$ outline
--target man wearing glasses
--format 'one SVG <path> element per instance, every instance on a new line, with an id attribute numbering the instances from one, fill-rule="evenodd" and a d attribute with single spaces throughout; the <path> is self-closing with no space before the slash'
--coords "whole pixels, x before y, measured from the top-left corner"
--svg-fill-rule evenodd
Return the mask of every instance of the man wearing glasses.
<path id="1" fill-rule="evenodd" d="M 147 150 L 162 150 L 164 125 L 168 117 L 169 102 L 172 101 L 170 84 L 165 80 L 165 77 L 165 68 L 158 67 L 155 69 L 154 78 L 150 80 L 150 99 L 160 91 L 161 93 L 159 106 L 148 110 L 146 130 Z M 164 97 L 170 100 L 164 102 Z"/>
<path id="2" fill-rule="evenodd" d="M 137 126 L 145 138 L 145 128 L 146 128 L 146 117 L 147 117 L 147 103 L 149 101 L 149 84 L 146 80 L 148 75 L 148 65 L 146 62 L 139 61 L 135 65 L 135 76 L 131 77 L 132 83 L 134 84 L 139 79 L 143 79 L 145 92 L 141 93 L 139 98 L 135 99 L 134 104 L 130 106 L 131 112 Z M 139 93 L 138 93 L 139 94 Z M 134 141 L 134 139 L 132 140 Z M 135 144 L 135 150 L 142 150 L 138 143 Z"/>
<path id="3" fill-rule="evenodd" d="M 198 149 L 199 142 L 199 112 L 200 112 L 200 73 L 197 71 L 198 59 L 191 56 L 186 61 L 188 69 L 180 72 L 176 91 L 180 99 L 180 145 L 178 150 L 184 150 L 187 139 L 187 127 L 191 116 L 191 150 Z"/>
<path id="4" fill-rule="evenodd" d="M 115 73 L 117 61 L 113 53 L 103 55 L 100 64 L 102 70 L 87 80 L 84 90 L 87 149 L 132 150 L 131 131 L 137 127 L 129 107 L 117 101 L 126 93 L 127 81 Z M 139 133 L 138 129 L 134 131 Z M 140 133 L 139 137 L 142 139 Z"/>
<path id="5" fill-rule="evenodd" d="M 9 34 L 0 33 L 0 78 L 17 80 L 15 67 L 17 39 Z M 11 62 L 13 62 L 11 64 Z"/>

──────────────────────────────

Your instructions: Change "top-left corner" to "upper-left corner" in the listing, starting at its first line and ending at the line containing "Return the mask", then write out those lines with nothing else altered.

Full solution:
$ outline
--target man wearing glasses
--format 'one SVG <path> element per instance, every instance on a new line, with an id attribute numbering the instances from one, fill-rule="evenodd" and a d attribute with single spaces throughout; the <path> is self-closing with no space before the slash'
--coords "whole pixels, x before y, measured from the upper-left corner"
--svg-fill-rule evenodd
Return the mask of every instance of the man wearing glasses.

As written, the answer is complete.